**Requirements:**
- a) Copy everything in the email on EU units of measurement from "1. Primary Indications" down to "2010 Jan 1?".
- b) In the email on EU units of measurement, why does no EU state currently require SI-only indications? Answer in one to three sentences.
- c) Pick up the email on EU units of measurement after its last sentence and keep writing it.

**Document section:**
start

1.  In most cases - the principal exceptions that affect the US are precious
stones and metals and agreements regarding travel and transport where these
are regulated by international law (for example aircraft will continue to
fly x feet above sea level). 

2.  Supplementary indicators have been allowed ever since directive
80/181/EEC was first implemented - no EU states currently require SI-only
indications as that would be contrary to the directive.  


-----Original Message-----
From: [email protected] [mailto:[email protected]] On Behalf
Of [email protected]
Sent: 05 January 2009 17:19
To: U.S. Metric Association
Subject: [USMA:42251] Re: Sean Hannity metric discussion thread


Martin,

By "no change" on and after 2010 January 1 do you mean:

1. Primary Indications in the EU shall be in SI;

2. "Supplementary Indications" might be allowed to continue even after 2010
January 1 *if* the EU Parliament completes its approval procedures at some
time in the future, and Member States amend their laws now in place
requiring SI- only units after 2010 Jan 1?

The above 1. and 2. are my reading of the present status on units of
measurement in the EU.

end

**Raw data:**
start

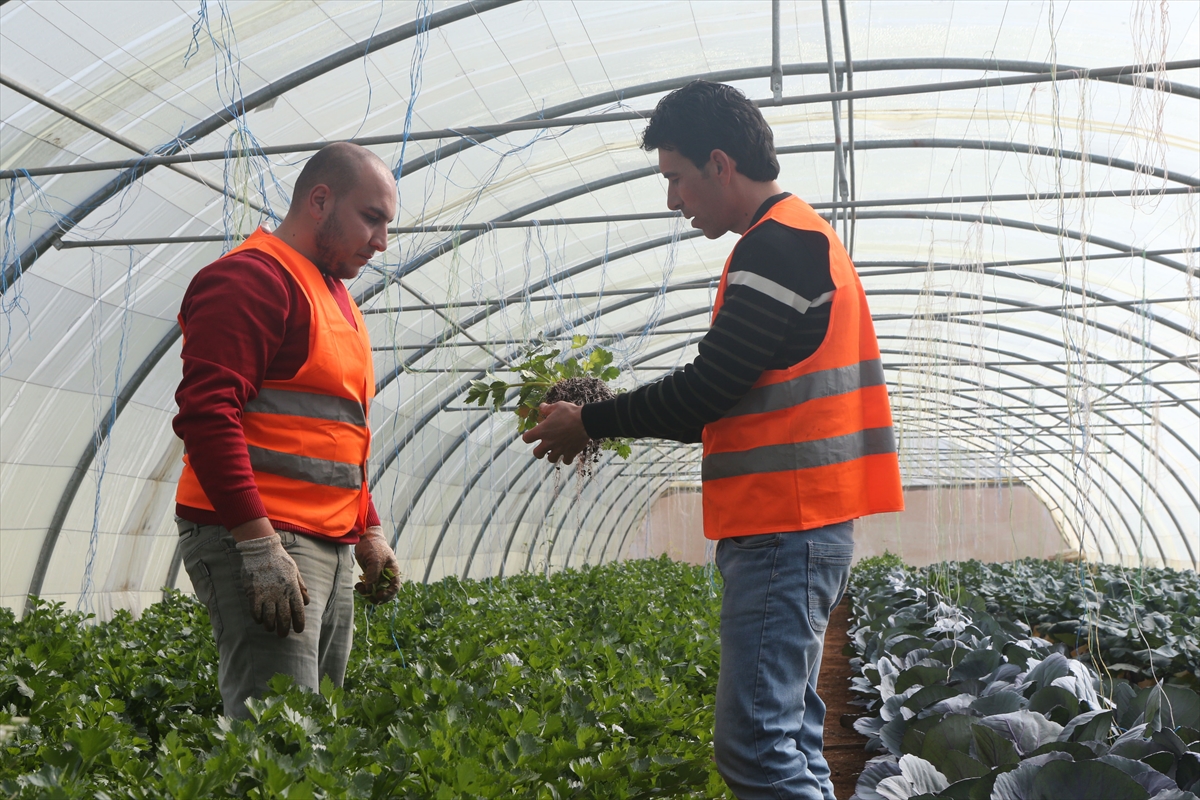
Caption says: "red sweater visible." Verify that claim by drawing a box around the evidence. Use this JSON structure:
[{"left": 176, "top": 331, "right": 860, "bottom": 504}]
[{"left": 174, "top": 251, "right": 379, "bottom": 545}]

end

**Set of answers:**
- a)
1. Primary Indications in the EU shall be in SI;

2. "Supplementary Indications" might be allowed to continue even after 2010
January 1 *if* the EU Parliament completes its approval procedures at some
time in the future, and Member States amend their laws now in place
requiring SI- only units after 2010 Jan 1?

- b) No EU state requires SI-only indications because that would be contrary to directive 80/181/EEC. Supplementary indicators have been allowed ever since that directive was first implemented.

- c)
Gene. 

---- Original message ----
>Date: Sun, 4 Jan 2009 20:36:48 -0000
>From: "Martin Vlietstra" <[email protected]>  
>Subject: [USMA:42247] Re: Sean Hannity metric discussion thread  
>To: "U.S. Metric Association" <[email protected]>
>
>   Two points:
>
>    
>
>   Firstly, it was a 1-Jan-2010 requirement, not 2011
>   requirement.
>
>   Secondly, the metric-only requirement has not been
>   officially dropped yet, the changes are still
>   winding their way through the EU bureaucracy, though
>   there is enough consensus for anyone to plan on
>   "no-change" regarding planning for 1-Jan-2010.  (See
>    http://ec.europa.eu/enterprise/prepack/unitmeas/uni_ms_en.htm
>   for details of progress of the EU directive).